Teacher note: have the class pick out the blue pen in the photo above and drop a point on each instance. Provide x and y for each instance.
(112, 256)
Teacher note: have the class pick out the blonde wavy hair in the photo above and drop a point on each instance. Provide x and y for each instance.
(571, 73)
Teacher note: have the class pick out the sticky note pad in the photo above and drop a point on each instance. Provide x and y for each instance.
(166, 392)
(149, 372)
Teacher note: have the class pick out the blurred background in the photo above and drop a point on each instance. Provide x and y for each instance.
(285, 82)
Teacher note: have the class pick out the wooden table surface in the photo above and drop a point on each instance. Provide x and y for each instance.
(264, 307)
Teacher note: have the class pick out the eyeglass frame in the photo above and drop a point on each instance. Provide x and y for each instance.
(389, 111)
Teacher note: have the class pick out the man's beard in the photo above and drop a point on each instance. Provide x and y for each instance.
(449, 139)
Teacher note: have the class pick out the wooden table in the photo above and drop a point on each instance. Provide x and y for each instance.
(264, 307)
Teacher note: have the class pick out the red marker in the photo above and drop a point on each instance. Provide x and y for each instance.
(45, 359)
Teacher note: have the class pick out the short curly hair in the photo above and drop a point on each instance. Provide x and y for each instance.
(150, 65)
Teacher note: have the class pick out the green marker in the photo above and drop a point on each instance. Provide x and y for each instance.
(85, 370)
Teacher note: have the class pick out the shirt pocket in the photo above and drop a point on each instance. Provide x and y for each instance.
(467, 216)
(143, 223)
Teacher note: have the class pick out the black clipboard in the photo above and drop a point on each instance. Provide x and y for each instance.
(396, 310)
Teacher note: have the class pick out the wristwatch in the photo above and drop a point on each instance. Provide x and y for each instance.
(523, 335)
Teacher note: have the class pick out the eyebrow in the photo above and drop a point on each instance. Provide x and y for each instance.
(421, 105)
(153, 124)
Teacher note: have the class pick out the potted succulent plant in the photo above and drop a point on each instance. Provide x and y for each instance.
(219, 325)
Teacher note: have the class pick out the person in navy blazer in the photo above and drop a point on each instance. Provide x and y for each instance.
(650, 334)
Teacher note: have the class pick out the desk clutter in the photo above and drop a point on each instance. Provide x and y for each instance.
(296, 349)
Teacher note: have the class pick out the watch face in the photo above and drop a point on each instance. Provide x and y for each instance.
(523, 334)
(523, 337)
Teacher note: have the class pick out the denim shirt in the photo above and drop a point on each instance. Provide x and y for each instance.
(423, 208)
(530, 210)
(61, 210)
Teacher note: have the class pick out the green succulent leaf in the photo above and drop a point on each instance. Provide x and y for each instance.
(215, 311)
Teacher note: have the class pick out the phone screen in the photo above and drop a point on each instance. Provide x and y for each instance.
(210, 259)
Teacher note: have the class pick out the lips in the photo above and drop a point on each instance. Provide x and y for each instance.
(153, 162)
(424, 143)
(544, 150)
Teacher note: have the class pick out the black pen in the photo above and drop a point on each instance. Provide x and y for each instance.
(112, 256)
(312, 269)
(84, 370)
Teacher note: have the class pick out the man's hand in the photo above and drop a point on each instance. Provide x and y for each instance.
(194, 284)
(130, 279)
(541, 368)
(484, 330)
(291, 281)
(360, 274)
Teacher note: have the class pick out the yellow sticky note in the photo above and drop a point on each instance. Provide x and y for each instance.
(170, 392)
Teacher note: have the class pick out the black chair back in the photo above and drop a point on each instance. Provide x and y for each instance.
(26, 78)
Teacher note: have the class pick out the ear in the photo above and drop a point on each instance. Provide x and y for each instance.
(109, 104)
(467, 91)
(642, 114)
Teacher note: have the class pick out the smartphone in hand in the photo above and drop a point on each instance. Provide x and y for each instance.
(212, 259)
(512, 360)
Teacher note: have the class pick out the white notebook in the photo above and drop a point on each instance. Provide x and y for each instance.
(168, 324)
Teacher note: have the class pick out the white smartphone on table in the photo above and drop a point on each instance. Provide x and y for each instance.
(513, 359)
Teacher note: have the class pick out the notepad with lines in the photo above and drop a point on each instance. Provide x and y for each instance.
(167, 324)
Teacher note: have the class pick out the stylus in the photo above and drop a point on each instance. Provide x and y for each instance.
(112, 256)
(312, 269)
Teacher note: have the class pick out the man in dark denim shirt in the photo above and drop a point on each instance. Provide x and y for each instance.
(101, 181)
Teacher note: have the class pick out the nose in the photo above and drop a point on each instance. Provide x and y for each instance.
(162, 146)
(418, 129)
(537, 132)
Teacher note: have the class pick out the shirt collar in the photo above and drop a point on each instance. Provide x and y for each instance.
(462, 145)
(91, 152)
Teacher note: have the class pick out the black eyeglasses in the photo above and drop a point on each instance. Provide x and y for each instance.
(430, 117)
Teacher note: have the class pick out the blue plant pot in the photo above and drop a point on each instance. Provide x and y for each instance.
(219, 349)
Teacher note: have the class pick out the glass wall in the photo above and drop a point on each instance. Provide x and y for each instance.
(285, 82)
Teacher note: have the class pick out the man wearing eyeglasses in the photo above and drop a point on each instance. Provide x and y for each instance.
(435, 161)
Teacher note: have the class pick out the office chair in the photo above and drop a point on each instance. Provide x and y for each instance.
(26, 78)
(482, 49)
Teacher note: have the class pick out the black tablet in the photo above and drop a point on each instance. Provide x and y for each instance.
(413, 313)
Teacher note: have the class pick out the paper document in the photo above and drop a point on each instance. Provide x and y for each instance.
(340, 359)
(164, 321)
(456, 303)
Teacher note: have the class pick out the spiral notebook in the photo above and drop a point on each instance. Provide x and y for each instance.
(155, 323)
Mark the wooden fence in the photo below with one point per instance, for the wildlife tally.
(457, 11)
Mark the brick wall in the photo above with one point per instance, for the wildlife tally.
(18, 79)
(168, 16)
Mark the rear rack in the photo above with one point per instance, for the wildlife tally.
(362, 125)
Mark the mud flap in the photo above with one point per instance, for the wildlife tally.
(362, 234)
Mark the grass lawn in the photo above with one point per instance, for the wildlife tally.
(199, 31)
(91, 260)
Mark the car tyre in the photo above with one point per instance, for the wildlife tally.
--------------------------------------------------
## To do
Repeat the rows above word for word, starting at the line with "Mark the wooden" and going through the last row, both ends included.

## Response to the exercise
Mark the wooden fence in the photo below with one point per instance, for the wildlife tally.
(457, 11)
Mark the brick wall in the photo above with one point per instance, for the wildlife tally.
(18, 79)
(168, 16)
Mark the rear rack in the photo above with one point per instance, for the wildlife tally.
(362, 125)
Mark the mud flap in the photo above with one point per instance, for the wildlife tally.
(362, 234)
Mark the grass lawn in the photo above with one point per instance, for the wildlife tally.
(199, 31)
(91, 260)
Mark the car tyre in the photo above with one point per instance, for the wildlife tally.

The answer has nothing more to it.